## EXERCISE INSTRUCTIONS
Copy out every row below word for word, leaving out the pictures.

## A block of data
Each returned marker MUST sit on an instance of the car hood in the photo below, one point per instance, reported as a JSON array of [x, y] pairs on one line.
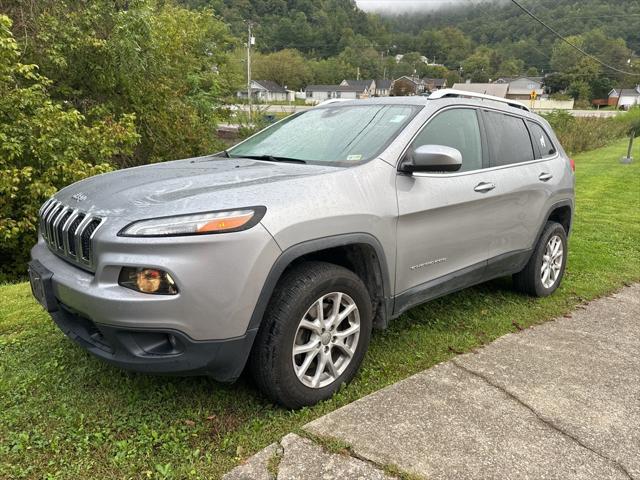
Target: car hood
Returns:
[[185, 186]]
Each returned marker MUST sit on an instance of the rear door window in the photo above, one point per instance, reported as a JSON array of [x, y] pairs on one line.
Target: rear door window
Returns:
[[508, 139], [541, 140]]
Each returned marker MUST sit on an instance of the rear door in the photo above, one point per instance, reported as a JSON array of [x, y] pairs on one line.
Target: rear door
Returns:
[[519, 200], [443, 225]]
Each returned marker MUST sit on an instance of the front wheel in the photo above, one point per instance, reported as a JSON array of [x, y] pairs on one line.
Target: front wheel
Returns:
[[314, 335], [544, 271]]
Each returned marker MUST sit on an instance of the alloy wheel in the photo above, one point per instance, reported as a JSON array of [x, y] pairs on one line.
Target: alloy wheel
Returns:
[[551, 262], [326, 340]]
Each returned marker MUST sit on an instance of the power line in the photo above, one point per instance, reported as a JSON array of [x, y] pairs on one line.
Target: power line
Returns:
[[557, 34]]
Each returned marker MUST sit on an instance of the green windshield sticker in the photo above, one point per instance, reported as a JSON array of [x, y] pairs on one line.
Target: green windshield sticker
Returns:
[[397, 119]]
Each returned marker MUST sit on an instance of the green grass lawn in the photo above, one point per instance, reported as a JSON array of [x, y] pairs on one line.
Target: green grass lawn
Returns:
[[64, 414]]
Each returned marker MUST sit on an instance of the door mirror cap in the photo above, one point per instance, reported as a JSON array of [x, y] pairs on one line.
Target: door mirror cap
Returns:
[[433, 158]]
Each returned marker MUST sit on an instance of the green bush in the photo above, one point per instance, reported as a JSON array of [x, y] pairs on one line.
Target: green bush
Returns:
[[579, 134], [43, 147], [167, 64]]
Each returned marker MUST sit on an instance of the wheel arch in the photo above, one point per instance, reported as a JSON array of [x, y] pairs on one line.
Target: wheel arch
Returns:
[[361, 253]]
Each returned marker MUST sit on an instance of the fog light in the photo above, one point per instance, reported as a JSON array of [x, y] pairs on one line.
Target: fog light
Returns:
[[147, 280]]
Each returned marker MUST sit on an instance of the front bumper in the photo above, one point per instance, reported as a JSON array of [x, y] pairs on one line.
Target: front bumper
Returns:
[[157, 351], [204, 329]]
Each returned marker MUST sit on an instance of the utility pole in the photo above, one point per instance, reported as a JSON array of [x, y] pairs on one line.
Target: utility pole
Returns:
[[250, 41]]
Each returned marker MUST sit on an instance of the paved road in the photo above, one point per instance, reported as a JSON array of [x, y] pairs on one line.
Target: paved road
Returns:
[[300, 108], [558, 401]]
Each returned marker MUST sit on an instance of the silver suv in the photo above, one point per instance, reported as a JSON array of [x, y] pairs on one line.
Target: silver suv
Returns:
[[284, 252]]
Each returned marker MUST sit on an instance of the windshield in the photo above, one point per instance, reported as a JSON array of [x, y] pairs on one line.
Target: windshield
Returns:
[[340, 134]]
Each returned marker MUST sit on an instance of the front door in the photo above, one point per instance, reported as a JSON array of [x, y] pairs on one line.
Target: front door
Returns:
[[444, 224]]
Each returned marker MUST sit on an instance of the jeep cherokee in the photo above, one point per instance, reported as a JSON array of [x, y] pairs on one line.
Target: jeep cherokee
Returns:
[[286, 250]]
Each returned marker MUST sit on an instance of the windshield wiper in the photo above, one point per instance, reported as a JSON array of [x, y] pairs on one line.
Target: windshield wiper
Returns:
[[272, 158]]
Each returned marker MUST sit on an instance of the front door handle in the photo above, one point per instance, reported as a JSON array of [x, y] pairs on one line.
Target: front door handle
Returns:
[[484, 187]]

## ANSWER BELOW
Each returned marker MUST sit on an instance of the car hood in the photo below, one point per instance, reported as a JSON array of [x, y] pairs on one line.
Target: car hood
Returns:
[[185, 186]]
Each returned marker MUST sit on an instance of the rear door window in the photo above, one point per instance, reported as a JSON array of [x, y] pairs on one line.
Target: rear door window
Returns:
[[508, 139], [541, 140]]
Each returned marker MUST sit on an instance of the rear door in the photo above, one point per instance, reported as a JSON array of [x, y] pairs on one line.
Target: rear door
Returns:
[[519, 200], [443, 225]]
Each returned marker MUST sit on an instance of the front wheel in the photo above, one point per instance, reported as a JSON array of [x, y] pairs on one line.
Target: front wheel
Returns:
[[314, 335], [544, 271]]
Each returned marker MUST sit on an instance of the alloy wheel in the photo above, one point per instance, reported as a JSON array of [x, y] pairs on one line.
Target: alloy wheel
Returns:
[[551, 262], [326, 340]]
Each returned marker MUST sit on an instance of the power line in the photo above, one point per instance, reported as a JSON array of [x, y] pairs on one line.
Target: power line
Returns:
[[557, 34]]
Each returned marker MUST sit on an instance of the green windshield sticker in the photo above, one point per instance, reported as a JSON array of [x, y] pairs on one line.
Target: green windshield sticker
Returns:
[[397, 119]]
Each returned marker MUST sit on an instance of the green grass lawn in the photo above, one point per instance, reported as a JSON array of [x, y] pairs on one line.
Target: green grass lawn
Returns:
[[64, 414]]
Each returned marker MUST sit on an instance of the door mirror cap in the photo above, one point per instance, reported as a JSON array of [x, y] pairs on one line.
Target: door mirror cap
Returns:
[[433, 158]]
Each returned marker MUST sit on an instance of the green bush in the photo above, one point per instance, reported as a JSON array of [x, y] pairs on one line.
Target: green bush
Returns:
[[579, 134], [43, 147], [167, 64]]
Each returned marker MUST sit on an instance of the wheel arch in the photo above, one point per instance, reported as a JSON array of [x, y] pairs on one line.
Target: wheel arch
Returns:
[[361, 253]]
Each returned marker MUST sit on an instance of the fog light in the photo above, one point per instance, reported as a JSON array of [x, y] pairs on one line.
Target: fog light
Returns:
[[147, 280]]
Each returned marker MUST sit on an instance of the front bumper in the photo above, one point per instance, reported as a JSON array of [x, y] pairs on one line.
Target: front bumper
Returns:
[[157, 351], [204, 329]]
Each returned marker MUST sit on an instance of the utility pole in the photo above, one point per instance, reported as a JSON array of [x, y] pairs on one line.
Target: utility pole
Returns:
[[250, 41]]
Each returned marker MUST sit on an instance of the paved road in the photo above, one point per instance, reported as a JSON array of [x, y] pairs on one line.
Target: paved road
Returns:
[[300, 108], [558, 401]]
Each returned marker MUST sit on an instance of the silver suv in the photo above, one point per instance, reported as a JSON array of [x, y] pairs on one line.
Target: silver suv
Returns:
[[284, 252]]
Each returned marker MUST sit on an instance of the windshield in the photo above, one point per instance, reported as a JSON array of [x, y] pairs on one line.
Target: windshield
Returns:
[[340, 134]]
Each returned marker MUST sit on an instance of the front door in the photo above, one point per instance, reported as a JSON array of [x, y] pairs on one line.
Target: front door
Returns:
[[444, 224]]
Each returned marker MUST sit on an instance of the jeep cherokee in the photo above, one point per instance, reported as a JSON array of [x, y] pairs on one line.
Target: jeep cherokee
Returns:
[[286, 250]]
Each returned marker MUST sit on an instance of the windshield wiper in the photo above, one point per instance, reported as a JSON array of [x, y] pairs on one line.
Target: windshield wiper
Returns:
[[272, 158]]
Each returned marker MUST sit on an instance of the front door handle in the photo above, one point per instance, reported as a JSON array of [x, y] pairs on one line.
Target: front door handle
Returns:
[[484, 187]]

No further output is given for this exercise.